Request: The listing below should be copied in full, word for word.

(Excerpt from a dataset)

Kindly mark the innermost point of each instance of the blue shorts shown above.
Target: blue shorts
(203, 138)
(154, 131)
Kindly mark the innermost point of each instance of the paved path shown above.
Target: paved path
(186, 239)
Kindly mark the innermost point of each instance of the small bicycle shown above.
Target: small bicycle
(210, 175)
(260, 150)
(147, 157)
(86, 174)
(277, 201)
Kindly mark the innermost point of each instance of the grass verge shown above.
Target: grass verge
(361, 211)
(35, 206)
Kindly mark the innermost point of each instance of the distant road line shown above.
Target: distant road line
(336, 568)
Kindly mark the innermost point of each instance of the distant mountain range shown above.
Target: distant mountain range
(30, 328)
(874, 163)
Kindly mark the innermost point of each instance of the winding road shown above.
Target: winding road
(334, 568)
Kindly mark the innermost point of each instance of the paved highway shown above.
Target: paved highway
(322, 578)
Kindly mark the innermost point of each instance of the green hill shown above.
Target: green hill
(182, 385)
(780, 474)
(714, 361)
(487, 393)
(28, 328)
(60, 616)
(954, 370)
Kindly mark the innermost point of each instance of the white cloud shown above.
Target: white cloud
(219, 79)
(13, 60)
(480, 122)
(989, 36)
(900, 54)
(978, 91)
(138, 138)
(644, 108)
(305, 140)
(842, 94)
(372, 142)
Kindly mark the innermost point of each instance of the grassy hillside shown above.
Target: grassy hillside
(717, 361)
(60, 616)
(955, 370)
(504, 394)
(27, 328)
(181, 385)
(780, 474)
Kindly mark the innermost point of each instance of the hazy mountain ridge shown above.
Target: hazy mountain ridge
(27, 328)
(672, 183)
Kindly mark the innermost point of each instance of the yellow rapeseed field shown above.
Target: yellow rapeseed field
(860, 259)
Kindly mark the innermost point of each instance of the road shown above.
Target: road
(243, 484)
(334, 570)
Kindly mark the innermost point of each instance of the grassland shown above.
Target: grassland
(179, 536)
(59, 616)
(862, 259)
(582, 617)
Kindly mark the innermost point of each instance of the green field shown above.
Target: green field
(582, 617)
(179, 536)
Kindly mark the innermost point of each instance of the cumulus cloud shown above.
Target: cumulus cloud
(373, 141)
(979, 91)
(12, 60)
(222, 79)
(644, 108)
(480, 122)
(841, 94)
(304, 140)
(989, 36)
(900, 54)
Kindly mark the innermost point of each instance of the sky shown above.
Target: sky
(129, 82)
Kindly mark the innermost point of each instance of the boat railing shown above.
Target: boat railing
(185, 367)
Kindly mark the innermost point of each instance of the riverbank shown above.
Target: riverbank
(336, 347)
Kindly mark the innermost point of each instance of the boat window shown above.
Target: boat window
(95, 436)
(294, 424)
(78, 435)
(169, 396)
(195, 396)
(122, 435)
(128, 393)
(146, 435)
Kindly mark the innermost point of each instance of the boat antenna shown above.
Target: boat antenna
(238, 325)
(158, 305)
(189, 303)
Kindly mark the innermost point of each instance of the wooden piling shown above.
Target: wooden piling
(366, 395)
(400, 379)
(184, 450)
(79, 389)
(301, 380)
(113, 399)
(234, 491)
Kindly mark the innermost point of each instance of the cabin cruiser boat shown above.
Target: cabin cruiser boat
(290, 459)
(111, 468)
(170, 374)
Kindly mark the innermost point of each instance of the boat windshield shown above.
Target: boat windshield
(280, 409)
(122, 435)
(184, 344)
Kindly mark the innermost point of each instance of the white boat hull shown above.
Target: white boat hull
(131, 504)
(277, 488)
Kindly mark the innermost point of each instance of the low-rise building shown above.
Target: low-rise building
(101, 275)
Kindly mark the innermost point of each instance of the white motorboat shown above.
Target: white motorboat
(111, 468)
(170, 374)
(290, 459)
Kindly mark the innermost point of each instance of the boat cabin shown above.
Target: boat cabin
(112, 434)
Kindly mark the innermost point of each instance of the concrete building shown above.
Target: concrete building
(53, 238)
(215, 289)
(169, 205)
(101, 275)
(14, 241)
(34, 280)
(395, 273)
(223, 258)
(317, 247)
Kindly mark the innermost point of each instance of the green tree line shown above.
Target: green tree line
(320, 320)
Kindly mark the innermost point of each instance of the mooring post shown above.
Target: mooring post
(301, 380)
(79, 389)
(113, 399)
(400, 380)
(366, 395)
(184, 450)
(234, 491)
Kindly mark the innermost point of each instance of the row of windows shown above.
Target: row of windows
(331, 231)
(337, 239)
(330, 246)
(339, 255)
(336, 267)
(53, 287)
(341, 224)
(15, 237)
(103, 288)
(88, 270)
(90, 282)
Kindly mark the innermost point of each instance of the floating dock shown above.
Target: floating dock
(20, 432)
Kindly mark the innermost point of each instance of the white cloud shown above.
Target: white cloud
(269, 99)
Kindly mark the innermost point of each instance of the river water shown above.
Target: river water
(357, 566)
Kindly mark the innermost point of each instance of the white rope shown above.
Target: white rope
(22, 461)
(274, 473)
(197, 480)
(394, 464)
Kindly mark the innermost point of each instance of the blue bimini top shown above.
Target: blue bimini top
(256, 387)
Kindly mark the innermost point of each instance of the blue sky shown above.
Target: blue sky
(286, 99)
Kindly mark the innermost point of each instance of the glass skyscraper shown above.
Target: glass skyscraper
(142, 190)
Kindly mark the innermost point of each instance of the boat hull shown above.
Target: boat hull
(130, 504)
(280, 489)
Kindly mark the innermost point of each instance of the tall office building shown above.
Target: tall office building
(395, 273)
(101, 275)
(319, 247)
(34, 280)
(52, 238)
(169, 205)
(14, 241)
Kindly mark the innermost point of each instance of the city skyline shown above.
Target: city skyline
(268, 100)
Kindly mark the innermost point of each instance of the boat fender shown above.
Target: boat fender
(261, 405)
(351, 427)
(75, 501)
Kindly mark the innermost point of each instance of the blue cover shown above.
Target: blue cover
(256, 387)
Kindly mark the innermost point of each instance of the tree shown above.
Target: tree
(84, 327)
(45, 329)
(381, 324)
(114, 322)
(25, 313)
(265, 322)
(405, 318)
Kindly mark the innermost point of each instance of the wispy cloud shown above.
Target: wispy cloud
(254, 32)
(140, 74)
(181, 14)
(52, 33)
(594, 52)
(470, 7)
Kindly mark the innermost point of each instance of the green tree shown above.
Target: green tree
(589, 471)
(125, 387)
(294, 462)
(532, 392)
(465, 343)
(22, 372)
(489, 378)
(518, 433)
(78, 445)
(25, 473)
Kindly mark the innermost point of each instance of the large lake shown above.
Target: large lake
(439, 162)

Result of this task:
Kindly mark the innermost point of each instance of the blue shorts shown above.
Target: blue shorts
(203, 138)
(154, 131)
Kindly mark the innermost point of each instance of the paved path shown above.
Target: paved path
(186, 239)
Kindly mark the innermost point of each instance of the small bicycle shown above.
Target: small bicycle
(210, 175)
(260, 150)
(147, 157)
(86, 174)
(277, 201)
Kindly mark the innermost point of each instance of the grass verge shown above.
Target: grass verge
(361, 211)
(35, 206)
Kindly mark the innermost point of each instance of the distant road line shown above.
Target: distant road line
(336, 568)
Kindly mark the innermost point of each instance of the distant mountain range shown above.
Target: distant mountain range
(30, 328)
(874, 163)
Kindly mark the innermost point of each instance of the winding road shown above.
Target: winding road
(334, 568)
Kindly mark the innermost point of each instance of the paved highway shown above.
Target: paved highway
(322, 578)
Kindly mark the innermost point of each instance of the green hill shown above.
Target: green hill
(182, 385)
(780, 474)
(714, 361)
(487, 393)
(28, 328)
(60, 616)
(954, 370)
Kindly mark the innermost point of each instance of the white cloud shown above.
Target: white cloud
(219, 79)
(13, 60)
(480, 122)
(989, 36)
(900, 54)
(978, 91)
(138, 138)
(644, 108)
(305, 140)
(842, 94)
(372, 142)
Kindly mark the innermost point of each instance of the grassy hillside shown above.
Target: grassy hillside
(717, 361)
(60, 616)
(955, 370)
(504, 394)
(27, 328)
(181, 385)
(780, 474)
Kindly mark the innermost point of each instance of the hazy mountain ridge shown above.
Target: hazy mountain ridge
(27, 328)
(672, 183)
Kindly mark the innermost point of each instance of the yellow rapeseed field shown above.
Target: yellow rapeseed field
(860, 259)
Kindly mark the innermost point of each instance of the road shown above.
Target: road
(243, 484)
(334, 570)
Kindly mark the innermost point of each instance of the grassland shown above.
Target: grassland
(179, 536)
(59, 616)
(862, 259)
(582, 617)
Kindly mark the innermost point of each instance of the green field shown above.
Target: green field
(582, 617)
(179, 536)
Kindly mark the innermost point of each instance of the cumulus cloud shown above.
Target: cumulus cloud
(373, 141)
(979, 91)
(12, 60)
(222, 79)
(644, 108)
(480, 122)
(841, 94)
(304, 140)
(989, 36)
(900, 54)
Kindly mark the innermost point of each instance of the sky shown above.
Target: sky
(129, 82)
Kindly mark the innermost point of each instance of the boat railing shown above.
Target: boat railing
(185, 367)
Kindly mark the innermost point of each instance of the riverbank shown above.
Target: riverbank
(336, 347)
Kindly mark the innermost point of each instance of the boat window shown above.
Target: boat window
(95, 436)
(294, 424)
(78, 435)
(169, 396)
(195, 396)
(122, 435)
(128, 393)
(146, 435)
Kindly mark the innermost point of each instance of the boat antenna shown above.
Target: boat antenna
(238, 325)
(158, 305)
(189, 303)
Kindly mark the innermost point of each instance of the wooden piling shown above.
Target: wooden piling
(366, 395)
(400, 379)
(184, 450)
(79, 389)
(301, 380)
(113, 399)
(234, 491)
Kindly mark the innermost point of each instance of the cabin cruiser boat shown above.
Target: cabin cruiser boat
(290, 459)
(111, 468)
(170, 374)
Kindly mark the innermost point of each instance of the boat windshield shown above.
Target: boat windshield
(280, 409)
(122, 435)
(184, 344)
Kindly mark the innermost point of each instance of the white boat hull shown above.
Target: white boat hull
(131, 504)
(277, 488)
Kindly mark the innermost point of each instance of the low-rise building shown above.
Target: low-rise building
(101, 275)
Kindly mark the innermost point of each instance of the white motorboat shown above.
Target: white motorboat
(111, 468)
(170, 374)
(290, 459)
Kindly mark the innermost point of each instance of the boat cabin shown above.
Target: boat cabin
(112, 434)
Kindly mark the innermost point of each instance of the concrete building shown above.
Target: concrete building
(53, 238)
(215, 289)
(169, 205)
(101, 275)
(14, 241)
(34, 280)
(395, 273)
(223, 258)
(317, 247)
Kindly mark the innermost point of each instance of the green tree line shown above.
Target: green tree line
(320, 320)
Kindly mark the innermost point of each instance of the mooring post shown above.
Target: mooring post
(301, 380)
(79, 389)
(113, 399)
(400, 380)
(366, 395)
(184, 450)
(234, 491)
Kindly mark the innermost point of each instance of the row of windows shown above.
Target: row of windows
(331, 231)
(337, 239)
(330, 246)
(339, 255)
(336, 267)
(53, 287)
(341, 224)
(15, 237)
(103, 288)
(88, 270)
(90, 282)
Kindly mark the innermost point of each instance of the floating dock shown above.
Target: floating dock
(20, 432)
Kindly mark the innermost point of each instance of the white cloud shown above.
Target: white cloud
(269, 99)
Kindly mark the innermost point of each instance of the river water shown above.
Target: river water
(357, 566)
Kindly mark the innermost point of each instance of the white rope shown above.
Target: white rope
(22, 461)
(274, 473)
(197, 480)
(394, 464)
Kindly mark the innermost point of each instance of the blue bimini top shown above.
Target: blue bimini top
(256, 387)
Kindly mark the innermost point of each instance of the blue sky shown above.
Target: blue sky
(286, 99)
Kindly mark the innermost point of each instance of the glass skyscraper shown above.
Target: glass skyscraper
(142, 190)
Kindly mark the innermost point of each instance of the boat hull shown above.
Target: boat hull
(130, 504)
(280, 489)
Kindly mark the innermost point of each instance of the tall office building shown above.
Target: tall office building
(395, 273)
(101, 275)
(319, 247)
(34, 280)
(52, 238)
(169, 205)
(14, 241)
Kindly mark the innermost point of each instance of the city skyline shown above.
Target: city skyline
(268, 100)
Kindly mark the innermost point of each instance of the boat fender shown above.
Target: boat fender
(261, 405)
(351, 427)
(75, 501)
Kindly mark the innermost point of each instance of the blue cover shown above.
Target: blue cover
(256, 387)
Kindly mark the innermost point of each instance of the tree shown above.
Target: tree
(84, 327)
(45, 329)
(381, 324)
(114, 322)
(25, 313)
(265, 322)
(405, 318)
Kindly mark the innermost point of each instance of the wispy cloud shown above.
Target: wispy cloud
(254, 32)
(140, 74)
(181, 14)
(52, 33)
(594, 52)
(470, 7)
Kindly mark the innermost point of each instance of the green tree shown above.
Target: green tree
(589, 471)
(125, 387)
(294, 462)
(532, 392)
(465, 343)
(22, 372)
(489, 378)
(518, 433)
(78, 445)
(25, 473)
Kindly mark the innermost point of each instance of the large lake shown above.
Target: large lake
(439, 162)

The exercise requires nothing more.